# TAREA BREVE 1
Enumera todos los años que se mencionan en el texto sobre Inglaterra y el Río de la Plata.
# TAREA BREVE 2
Redacta la parte siguiente del texto sobre Inglaterra y el Río de la Plata, empezando justo después de su última oración.

George Canning. Pintura de Thomas Lawrence.
George Canning. 
Pintura de Thomas Lawrence en 1822.

Si repasamos la relación entre ingleses y el Río de la Plata la primera referencia la ubicamos en las derrotadas invasiones al Río de la Plata de 1806 y 1808. El duelo por el fracaso motivó al ministro de Guerra y Colonias, Robert Stewart, mejor conocido como vizconde de Castlereagh, a proponer un relacionamiento que preste mayor atención “al pedido de los pueblos” hispanoamericanos. Esto significó un cambio en el gobierno inglés, que pasó de los intentos de intervención militar directa a la diplomacia con el comercio como principal fundamento. En este marco llegamos a este 1823, en una circunstancia muy especial.

Presionados por los españoles, quienes buscaron respaldo europeo para reconstruir su viejo imperio, y por los rusos, con grandes intereses en América del Norte, el Reino Unido y los Estados Unidos negociaban un comunicado conjunto de reconocimiento a las independencias de los nuevos países hispanoamericanos, diálogo que finalizó cuando las excolonias enunciaron en su Congreso en Washington su “propuesta” anticolonial y contraria a la intervención: la famosa Doctrina Monroe. La acción tuvo consecuencias inmediatas en la política inglesa.

Las independencias hispanoamericanas, un problema geopolítico global

La Doctrina Monroe disparó una carrera contrarreloj de declaraciones favorables a los nuevos estados que reconfiguraron la relación geopolítica global. ¿Cuáles eran los principales intereses alrededor del reconocimiento?

# ENTRADAS DE DATOS
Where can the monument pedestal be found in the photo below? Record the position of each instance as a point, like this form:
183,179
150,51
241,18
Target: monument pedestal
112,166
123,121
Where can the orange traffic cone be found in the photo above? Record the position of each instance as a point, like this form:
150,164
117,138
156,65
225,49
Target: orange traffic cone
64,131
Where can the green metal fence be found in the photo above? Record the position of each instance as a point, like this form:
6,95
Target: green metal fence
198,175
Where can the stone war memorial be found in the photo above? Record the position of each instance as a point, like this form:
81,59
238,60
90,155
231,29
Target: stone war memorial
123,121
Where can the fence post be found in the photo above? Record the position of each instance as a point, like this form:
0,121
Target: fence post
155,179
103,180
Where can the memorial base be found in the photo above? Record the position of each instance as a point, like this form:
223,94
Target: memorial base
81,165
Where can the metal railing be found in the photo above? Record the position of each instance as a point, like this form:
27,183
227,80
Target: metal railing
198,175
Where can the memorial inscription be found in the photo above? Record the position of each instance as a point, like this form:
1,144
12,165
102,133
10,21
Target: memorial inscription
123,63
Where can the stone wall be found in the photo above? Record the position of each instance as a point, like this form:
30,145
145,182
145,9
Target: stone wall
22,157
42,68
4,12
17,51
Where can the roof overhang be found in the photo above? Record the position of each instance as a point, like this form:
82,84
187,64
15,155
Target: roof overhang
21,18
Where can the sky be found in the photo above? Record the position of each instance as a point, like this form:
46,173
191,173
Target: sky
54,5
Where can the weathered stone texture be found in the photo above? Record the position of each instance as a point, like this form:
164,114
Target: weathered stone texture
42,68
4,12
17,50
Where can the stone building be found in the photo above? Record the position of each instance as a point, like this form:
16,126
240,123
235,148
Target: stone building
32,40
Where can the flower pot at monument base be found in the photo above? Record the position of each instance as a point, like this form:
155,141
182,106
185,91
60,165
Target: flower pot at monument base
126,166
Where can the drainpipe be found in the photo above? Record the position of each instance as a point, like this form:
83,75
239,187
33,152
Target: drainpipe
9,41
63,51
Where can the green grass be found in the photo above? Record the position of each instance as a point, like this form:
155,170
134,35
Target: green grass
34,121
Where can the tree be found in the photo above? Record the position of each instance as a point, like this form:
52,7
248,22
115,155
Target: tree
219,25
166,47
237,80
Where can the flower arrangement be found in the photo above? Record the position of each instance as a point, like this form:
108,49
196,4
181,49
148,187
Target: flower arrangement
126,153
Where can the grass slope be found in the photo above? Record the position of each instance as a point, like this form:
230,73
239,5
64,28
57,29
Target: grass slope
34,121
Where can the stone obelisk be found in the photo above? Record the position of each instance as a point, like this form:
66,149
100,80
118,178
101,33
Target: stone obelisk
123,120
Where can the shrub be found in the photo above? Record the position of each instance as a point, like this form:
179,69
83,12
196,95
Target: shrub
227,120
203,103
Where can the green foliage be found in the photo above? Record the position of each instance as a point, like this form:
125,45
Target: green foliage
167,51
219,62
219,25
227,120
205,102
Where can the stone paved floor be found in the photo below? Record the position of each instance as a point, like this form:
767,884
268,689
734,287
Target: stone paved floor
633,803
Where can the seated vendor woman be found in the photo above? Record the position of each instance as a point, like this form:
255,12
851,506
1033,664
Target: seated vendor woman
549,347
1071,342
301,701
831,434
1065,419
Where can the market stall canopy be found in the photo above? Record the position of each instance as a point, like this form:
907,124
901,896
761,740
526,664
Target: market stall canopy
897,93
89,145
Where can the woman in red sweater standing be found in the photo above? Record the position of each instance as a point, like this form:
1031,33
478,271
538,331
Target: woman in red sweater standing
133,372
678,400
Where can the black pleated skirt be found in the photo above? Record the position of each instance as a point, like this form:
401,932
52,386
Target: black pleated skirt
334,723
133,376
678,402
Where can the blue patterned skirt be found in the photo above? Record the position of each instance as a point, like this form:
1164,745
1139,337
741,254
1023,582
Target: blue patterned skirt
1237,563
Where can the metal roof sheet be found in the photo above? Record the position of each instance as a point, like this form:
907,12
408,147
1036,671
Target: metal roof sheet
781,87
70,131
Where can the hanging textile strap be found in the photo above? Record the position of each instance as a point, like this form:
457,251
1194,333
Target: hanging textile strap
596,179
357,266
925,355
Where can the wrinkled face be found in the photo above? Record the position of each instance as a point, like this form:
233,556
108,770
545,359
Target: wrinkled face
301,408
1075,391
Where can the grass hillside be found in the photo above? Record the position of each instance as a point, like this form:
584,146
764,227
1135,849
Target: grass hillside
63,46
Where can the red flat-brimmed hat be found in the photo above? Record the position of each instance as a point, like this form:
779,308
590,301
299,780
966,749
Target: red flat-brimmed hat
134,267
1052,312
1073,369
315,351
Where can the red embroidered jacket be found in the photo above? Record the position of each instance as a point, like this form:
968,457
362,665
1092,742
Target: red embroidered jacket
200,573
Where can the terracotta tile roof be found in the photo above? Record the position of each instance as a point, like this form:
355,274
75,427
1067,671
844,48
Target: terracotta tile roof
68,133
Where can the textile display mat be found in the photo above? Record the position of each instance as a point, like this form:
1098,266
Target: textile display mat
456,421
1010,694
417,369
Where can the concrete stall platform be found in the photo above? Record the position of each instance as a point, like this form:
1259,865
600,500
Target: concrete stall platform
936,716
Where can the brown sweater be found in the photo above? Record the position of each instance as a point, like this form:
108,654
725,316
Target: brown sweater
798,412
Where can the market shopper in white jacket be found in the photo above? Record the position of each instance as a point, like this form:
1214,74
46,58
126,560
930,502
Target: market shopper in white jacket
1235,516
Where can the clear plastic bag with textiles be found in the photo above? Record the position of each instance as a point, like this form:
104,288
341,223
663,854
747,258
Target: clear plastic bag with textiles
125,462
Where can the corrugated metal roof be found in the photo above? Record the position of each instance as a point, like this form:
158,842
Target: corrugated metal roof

# RESULTADO DEL EJERCICIO 1
1822, 1806, 1808 y 1823.

# RESULTADO DEL EJERCICIO 2
Carlos Real de Azúa lo aborda así para su mítico libro El origen de la nacionalidad oriental:

  • A Inglaterra le convenía el “reconocimiento” porque le preocupaba su ruta Río – Montevideo – Buenos Aires – Malvinas; esta última era una ubicación que le servía para “vigilar” el Atlántico Sur, vital para la seguridad de las rutas hacia el Océano Índico. 
  • A Estados Unidos le convenía porque ellos eran la única experiencia republicana en el mundo, necesitaban mercados y una voz más fuerte para abrir el comercio con una Europa posnapoleónica restauradora. 
  • Un tercer invitado a esta mesa, el Vaticano, le cuadraba perfectamente el reconocimiento para no perder pie en el concierto mundial.
  • Incluso estaba en esta conversación la Nueva Granada de Simón Bolívar, más preocupada por evitar la atomización de la América del Sur y cuyos documentos confirman el interés por mediar durante la Guerra entre las Provincias Unidas y el Brasil, como bautizaron ellos lo que nosotros llamamos la Cruzada Libertadora. 

Hay que insistir en que este viraje inglés fue un desarrollo que surgió en las décadas de 1810 y 1820. Podemos encontrar un ejemplo bien concreto y cercano: el comodoro encargado del Atlántico Sur, William Bowles, argumentó en 1819 que la mejor forma de eludir la suba paulatina de los impuestos aduaneros en los puertos del Río de la Plata, así como el control portugués al transporte de mercaderías, era la independencia de Montevideo.

Tan convencido estaba de los beneficios de una provincia lo más independiente posible que en 1817 envió hacia Purificación al teniente de la Armada Edward Frankland para llevar ante José Artigas el Tratado de Comercio con Inglaterra. Bowles es quien ratifica el acuerdo en Buenos Aires el 2 de agosto, acompañado por el representante de los comerciantes ingleses, Robert Staples Ponsonby, tío político de lord John Ponsonby.

Como vemos, la mirada inglesa favorable a la autonomía del puerto de Montevideo venía madurando varios años antes de la llegada del enviado inglés. E incluso contó con un pariente cercano en esta historia.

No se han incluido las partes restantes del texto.